**DESCRIPTION OF THE TASK**
Set down, please, without alteration, the lines of the entries below from the first through the one containing "positive clicks: (227, 224)".
-- Opening Marker --
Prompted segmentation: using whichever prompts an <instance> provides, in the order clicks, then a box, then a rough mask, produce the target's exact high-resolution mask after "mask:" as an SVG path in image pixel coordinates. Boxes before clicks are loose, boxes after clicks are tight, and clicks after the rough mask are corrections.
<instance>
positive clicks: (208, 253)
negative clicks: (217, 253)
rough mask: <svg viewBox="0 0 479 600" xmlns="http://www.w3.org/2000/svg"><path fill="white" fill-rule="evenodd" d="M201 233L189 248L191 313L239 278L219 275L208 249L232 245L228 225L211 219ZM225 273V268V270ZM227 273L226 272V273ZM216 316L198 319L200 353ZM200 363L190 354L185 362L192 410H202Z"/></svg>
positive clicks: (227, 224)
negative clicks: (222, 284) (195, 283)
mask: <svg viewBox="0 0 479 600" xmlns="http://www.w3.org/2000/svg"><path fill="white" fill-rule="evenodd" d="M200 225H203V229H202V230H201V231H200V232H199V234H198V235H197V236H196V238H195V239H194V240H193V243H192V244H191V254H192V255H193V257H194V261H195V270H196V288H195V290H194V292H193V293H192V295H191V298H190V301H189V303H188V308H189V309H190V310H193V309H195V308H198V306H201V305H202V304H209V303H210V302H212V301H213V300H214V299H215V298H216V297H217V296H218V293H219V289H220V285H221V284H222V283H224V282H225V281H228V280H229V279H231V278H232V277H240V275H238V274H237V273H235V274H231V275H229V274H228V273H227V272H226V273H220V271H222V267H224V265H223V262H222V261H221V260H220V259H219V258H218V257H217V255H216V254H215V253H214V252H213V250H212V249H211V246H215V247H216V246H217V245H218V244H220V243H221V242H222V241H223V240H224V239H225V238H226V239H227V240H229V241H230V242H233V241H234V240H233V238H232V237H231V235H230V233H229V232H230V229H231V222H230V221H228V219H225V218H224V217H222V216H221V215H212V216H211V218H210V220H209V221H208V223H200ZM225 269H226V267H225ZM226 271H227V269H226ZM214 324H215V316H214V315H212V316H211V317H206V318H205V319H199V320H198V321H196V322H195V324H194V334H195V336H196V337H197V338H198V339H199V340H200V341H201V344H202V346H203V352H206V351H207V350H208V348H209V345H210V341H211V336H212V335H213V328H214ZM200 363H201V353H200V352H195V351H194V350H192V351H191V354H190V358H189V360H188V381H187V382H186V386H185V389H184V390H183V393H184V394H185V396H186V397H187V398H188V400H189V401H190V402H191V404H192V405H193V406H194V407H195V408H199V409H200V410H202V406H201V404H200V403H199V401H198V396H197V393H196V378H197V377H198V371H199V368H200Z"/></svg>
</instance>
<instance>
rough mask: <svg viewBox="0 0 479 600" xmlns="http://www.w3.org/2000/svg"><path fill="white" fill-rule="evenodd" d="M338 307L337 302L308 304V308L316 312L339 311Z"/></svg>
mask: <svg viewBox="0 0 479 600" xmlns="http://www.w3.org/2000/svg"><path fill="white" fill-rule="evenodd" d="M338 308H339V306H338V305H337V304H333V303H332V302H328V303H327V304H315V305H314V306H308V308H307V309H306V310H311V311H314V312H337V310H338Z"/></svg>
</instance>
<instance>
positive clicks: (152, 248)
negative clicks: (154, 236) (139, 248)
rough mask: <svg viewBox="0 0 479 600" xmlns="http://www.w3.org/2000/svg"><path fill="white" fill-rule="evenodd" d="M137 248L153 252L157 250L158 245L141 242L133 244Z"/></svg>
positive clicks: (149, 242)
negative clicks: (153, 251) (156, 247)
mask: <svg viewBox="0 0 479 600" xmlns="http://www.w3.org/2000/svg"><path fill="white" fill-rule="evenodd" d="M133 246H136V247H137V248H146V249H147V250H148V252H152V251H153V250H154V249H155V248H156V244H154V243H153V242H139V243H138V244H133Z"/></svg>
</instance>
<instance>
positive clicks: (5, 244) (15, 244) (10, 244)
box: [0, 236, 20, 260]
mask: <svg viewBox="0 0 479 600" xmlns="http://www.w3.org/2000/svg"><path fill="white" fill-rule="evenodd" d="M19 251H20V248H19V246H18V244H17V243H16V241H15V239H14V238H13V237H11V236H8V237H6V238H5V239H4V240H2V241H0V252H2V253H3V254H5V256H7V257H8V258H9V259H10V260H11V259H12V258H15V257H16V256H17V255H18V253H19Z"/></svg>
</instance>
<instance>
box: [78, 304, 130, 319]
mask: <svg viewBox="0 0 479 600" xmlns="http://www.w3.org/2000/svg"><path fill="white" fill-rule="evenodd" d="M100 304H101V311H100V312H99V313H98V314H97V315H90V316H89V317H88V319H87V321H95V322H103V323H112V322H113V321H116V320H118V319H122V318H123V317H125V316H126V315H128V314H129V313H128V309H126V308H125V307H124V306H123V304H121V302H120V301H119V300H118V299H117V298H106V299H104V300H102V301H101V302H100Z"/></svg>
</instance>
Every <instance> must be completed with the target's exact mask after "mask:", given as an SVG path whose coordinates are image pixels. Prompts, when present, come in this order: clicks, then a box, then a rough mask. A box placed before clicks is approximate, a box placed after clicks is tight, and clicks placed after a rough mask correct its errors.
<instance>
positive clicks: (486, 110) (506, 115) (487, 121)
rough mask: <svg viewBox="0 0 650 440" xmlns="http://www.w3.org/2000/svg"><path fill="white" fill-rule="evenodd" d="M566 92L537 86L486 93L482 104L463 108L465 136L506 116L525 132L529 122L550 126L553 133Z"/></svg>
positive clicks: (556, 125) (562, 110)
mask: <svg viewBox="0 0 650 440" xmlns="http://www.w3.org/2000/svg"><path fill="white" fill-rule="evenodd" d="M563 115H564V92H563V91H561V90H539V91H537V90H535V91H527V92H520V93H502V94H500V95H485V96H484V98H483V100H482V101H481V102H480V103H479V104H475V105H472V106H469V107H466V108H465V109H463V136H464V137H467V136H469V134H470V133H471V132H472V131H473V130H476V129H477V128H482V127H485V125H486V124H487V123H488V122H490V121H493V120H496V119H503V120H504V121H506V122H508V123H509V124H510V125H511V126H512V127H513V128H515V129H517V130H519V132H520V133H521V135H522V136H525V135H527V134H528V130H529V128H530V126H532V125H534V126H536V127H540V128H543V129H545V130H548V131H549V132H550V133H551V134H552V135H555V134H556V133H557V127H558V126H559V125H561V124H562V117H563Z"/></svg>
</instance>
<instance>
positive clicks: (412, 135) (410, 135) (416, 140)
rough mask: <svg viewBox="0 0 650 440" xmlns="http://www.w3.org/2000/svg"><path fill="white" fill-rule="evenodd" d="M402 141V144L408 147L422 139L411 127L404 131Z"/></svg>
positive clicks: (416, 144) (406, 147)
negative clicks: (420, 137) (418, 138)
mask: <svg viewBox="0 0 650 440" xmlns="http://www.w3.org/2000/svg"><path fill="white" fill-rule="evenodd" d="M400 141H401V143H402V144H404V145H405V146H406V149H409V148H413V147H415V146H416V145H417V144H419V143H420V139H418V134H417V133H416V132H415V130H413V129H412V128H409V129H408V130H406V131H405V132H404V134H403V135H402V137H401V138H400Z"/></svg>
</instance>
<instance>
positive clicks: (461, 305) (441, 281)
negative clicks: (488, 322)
-- Closing Marker --
**RESPONSE AREA**
Prompted segmentation: using whichever prompts an <instance> provides, in the order clicks, then a box, then a rough mask, produce the target's exact high-resolution mask after "mask:" as an SVG path in image pixel coordinates. Boxes before clicks are loose, boxes after clicks are tight, and clicks after the rough mask are corrections.
<instance>
positive clicks: (208, 253)
negative clicks: (217, 253)
rough mask: <svg viewBox="0 0 479 600" xmlns="http://www.w3.org/2000/svg"><path fill="white" fill-rule="evenodd" d="M201 233L189 248L191 313L239 278L219 275L208 249L232 245L228 225L211 219ZM225 273V268V270ZM227 273L226 272V273ZM216 316L198 319L200 353ZM200 363L190 354L185 362L192 410H202Z"/></svg>
positive clicks: (227, 224)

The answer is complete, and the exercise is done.